■ Dataset rows ■
## Start

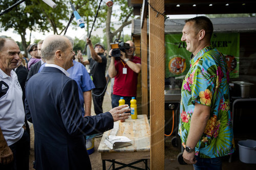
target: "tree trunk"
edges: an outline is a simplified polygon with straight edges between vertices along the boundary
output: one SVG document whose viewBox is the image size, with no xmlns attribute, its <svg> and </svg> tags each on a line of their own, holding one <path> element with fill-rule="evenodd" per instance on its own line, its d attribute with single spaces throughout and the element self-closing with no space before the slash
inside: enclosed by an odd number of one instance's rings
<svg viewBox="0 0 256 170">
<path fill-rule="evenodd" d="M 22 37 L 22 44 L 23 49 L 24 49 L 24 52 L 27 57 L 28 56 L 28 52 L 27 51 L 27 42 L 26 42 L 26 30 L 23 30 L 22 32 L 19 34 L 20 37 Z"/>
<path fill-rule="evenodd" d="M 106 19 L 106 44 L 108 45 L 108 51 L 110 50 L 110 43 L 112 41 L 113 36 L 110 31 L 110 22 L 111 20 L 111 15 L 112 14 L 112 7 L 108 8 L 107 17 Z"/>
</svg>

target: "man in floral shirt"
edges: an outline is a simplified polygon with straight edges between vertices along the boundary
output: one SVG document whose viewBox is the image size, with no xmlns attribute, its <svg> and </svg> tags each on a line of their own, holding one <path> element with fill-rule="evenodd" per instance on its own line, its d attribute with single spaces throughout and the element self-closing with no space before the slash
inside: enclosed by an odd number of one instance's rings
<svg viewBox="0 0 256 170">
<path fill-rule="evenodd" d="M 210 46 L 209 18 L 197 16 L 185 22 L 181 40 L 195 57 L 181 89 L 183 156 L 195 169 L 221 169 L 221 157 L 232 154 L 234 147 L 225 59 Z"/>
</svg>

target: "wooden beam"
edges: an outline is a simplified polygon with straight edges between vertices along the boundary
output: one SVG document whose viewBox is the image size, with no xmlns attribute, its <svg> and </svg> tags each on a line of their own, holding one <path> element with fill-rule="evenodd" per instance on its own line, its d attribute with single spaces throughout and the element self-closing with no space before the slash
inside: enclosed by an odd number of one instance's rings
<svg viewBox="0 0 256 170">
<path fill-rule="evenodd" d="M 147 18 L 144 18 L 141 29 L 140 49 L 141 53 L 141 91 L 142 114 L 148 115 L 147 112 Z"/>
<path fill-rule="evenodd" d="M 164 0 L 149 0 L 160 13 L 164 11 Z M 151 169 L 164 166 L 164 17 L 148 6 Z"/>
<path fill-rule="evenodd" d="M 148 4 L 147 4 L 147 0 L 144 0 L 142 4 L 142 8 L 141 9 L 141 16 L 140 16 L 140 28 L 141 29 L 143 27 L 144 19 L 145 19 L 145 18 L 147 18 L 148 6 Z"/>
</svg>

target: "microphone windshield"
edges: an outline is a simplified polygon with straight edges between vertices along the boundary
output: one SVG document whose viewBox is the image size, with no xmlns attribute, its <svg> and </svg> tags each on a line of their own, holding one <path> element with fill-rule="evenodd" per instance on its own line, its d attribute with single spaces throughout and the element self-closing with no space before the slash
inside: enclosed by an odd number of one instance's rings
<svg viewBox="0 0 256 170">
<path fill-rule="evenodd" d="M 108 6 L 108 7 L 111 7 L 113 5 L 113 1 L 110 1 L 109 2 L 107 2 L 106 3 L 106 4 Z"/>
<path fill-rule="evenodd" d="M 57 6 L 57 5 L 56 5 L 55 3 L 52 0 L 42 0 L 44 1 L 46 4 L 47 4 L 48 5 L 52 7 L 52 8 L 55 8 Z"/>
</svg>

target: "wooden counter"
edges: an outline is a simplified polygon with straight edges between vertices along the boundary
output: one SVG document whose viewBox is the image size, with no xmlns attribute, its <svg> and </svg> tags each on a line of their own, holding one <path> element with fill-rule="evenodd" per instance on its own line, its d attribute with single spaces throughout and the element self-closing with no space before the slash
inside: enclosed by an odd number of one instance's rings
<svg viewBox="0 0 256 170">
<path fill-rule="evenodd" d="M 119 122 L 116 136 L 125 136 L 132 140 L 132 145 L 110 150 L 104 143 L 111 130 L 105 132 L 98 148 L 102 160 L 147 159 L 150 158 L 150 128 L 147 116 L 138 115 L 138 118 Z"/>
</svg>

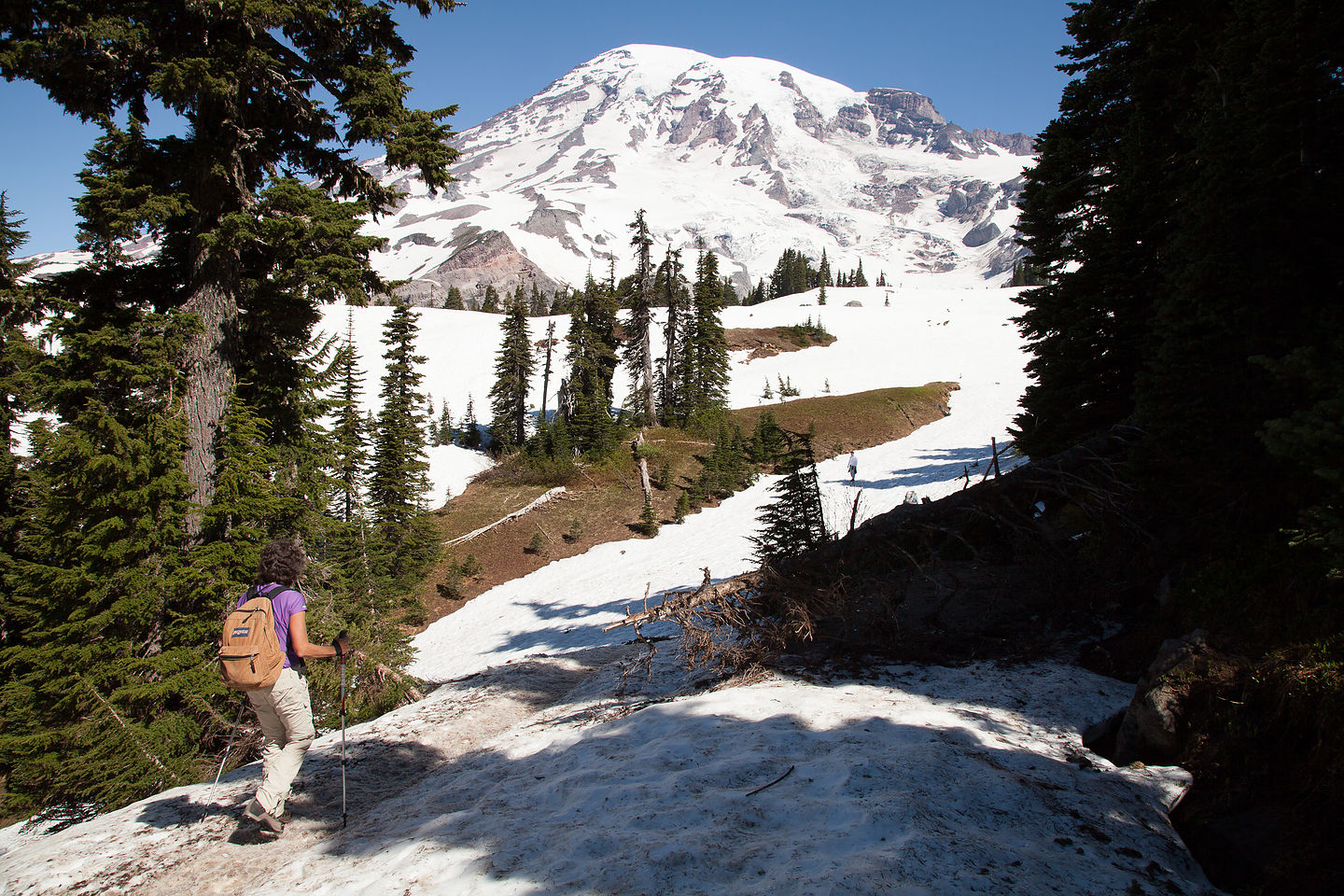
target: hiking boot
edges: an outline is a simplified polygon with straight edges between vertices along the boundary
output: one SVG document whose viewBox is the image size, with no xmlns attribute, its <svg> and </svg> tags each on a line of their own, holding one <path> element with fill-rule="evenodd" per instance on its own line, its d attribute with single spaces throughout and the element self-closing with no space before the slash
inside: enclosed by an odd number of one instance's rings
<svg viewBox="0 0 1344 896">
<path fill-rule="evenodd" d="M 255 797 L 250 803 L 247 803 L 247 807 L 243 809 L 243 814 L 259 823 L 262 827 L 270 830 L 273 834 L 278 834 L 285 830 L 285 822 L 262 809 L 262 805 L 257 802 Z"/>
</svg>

## End

■ Exercise details ■
Copy every line of the rows above verbatim, leaving out the pictures.

■ Task solution ■
target: "tree trunk"
edges: an outline is a simplified polygon with straight edges between vertices along the boundary
output: one SVG document whose viewBox is the image size, with no xmlns attribute, its <svg> and </svg> tags each on a line of their own, holding one <path> element with fill-rule="evenodd" per instance on its own line, its d attribute with single spaces throughout and the element self-closing with no space before the slash
inside: enclosed by an odd number of one instance's rings
<svg viewBox="0 0 256 170">
<path fill-rule="evenodd" d="M 22 37 L 22 44 L 23 49 L 24 49 L 24 52 L 27 57 L 28 56 L 28 52 L 27 51 L 27 42 L 26 42 L 26 30 L 23 30 L 22 32 L 19 34 L 20 37 Z"/>
<path fill-rule="evenodd" d="M 106 19 L 106 44 L 108 45 L 108 51 L 110 50 L 110 43 L 112 41 L 113 36 L 110 31 L 110 22 L 111 20 L 111 15 L 112 14 L 112 7 L 108 8 L 107 17 Z"/>
</svg>

target: "man in floral shirt"
edges: an outline is a simplified polygon with straight edges between vertices along the boundary
output: one SVG document whose viewBox is the image size, with no xmlns attribute, its <svg> and </svg> tags each on a line of their own, holding one <path> element with fill-rule="evenodd" per instance on its own line, its d attribute with single spaces throughout and the element self-closing with no space before the slash
inside: enclosed by an odd number of one instance's rings
<svg viewBox="0 0 256 170">
<path fill-rule="evenodd" d="M 210 46 L 209 18 L 197 16 L 185 22 L 181 40 L 195 57 L 181 89 L 183 156 L 195 169 L 221 169 L 221 157 L 232 154 L 234 147 L 225 59 Z"/>
</svg>

target: "wooden beam"
edges: an outline is a simplified polygon with straight edges between vertices along the boundary
output: one SVG document whose viewBox is the image size, with no xmlns attribute, its <svg> and </svg> tags each on a line of their own, holding one <path> element with fill-rule="evenodd" per instance on its own line, its d attribute with single spaces throughout and the element self-closing with no space before the slash
inside: enclosed by an odd number of one instance's rings
<svg viewBox="0 0 256 170">
<path fill-rule="evenodd" d="M 147 18 L 144 18 L 141 29 L 140 49 L 141 53 L 141 91 L 142 114 L 148 115 L 147 112 Z"/>
<path fill-rule="evenodd" d="M 164 0 L 149 0 L 160 13 L 164 11 Z M 151 169 L 164 166 L 164 17 L 148 6 Z"/>
<path fill-rule="evenodd" d="M 148 4 L 147 4 L 147 0 L 144 0 L 142 4 L 142 8 L 141 9 L 141 16 L 140 16 L 140 28 L 141 29 L 143 27 L 144 19 L 145 19 L 145 18 L 147 18 L 148 6 Z"/>
</svg>

target: "microphone windshield"
edges: an outline is a simplified polygon with straight edges between vertices along the boundary
output: one SVG document whose viewBox is the image size, with no xmlns attribute, its <svg> and </svg> tags each on a line of their own, holding one <path> element with fill-rule="evenodd" per instance on its own line, its d attribute with single spaces throughout and the element self-closing with no space before the slash
inside: enclosed by an odd number of one instance's rings
<svg viewBox="0 0 256 170">
<path fill-rule="evenodd" d="M 108 6 L 108 7 L 111 7 L 113 5 L 113 1 L 110 1 L 109 2 L 107 2 L 106 3 L 106 4 Z"/>
<path fill-rule="evenodd" d="M 57 6 L 57 5 L 56 5 L 55 3 L 52 0 L 42 0 L 44 1 L 46 4 L 47 4 L 48 5 L 52 7 L 52 8 L 55 8 Z"/>
</svg>

target: "wooden counter"
edges: an outline is a simplified polygon with straight edges between vertices along the boundary
output: one SVG document whose viewBox is the image size, with no xmlns attribute, its <svg> and </svg> tags each on a line of their own, holding one <path> element with fill-rule="evenodd" per instance on its own line, its d attribute with single spaces throughout and the element self-closing with no space before the slash
inside: enclosed by an odd number of one instance's rings
<svg viewBox="0 0 256 170">
<path fill-rule="evenodd" d="M 119 122 L 116 136 L 125 136 L 132 140 L 132 145 L 110 150 L 104 143 L 111 130 L 105 132 L 98 148 L 102 160 L 147 159 L 150 158 L 150 128 L 147 116 L 138 115 L 138 118 Z"/>
</svg>

target: hiking boot
edges: an outline is a simplified polygon with straight edges between vertices along the boundary
output: one SVG document whose viewBox is the image size, with no xmlns attribute, its <svg> and </svg> tags each on a line of their own, holding one <path> element with fill-rule="evenodd" per instance on its own line, its d attribute with single spaces throughout and the element self-closing with no space before the slash
inside: enclosed by an odd number of one instance's rings
<svg viewBox="0 0 1344 896">
<path fill-rule="evenodd" d="M 255 797 L 250 803 L 247 803 L 247 807 L 243 809 L 243 814 L 259 823 L 262 827 L 270 830 L 273 834 L 278 834 L 285 830 L 285 822 L 262 809 L 262 805 L 257 802 Z"/>
</svg>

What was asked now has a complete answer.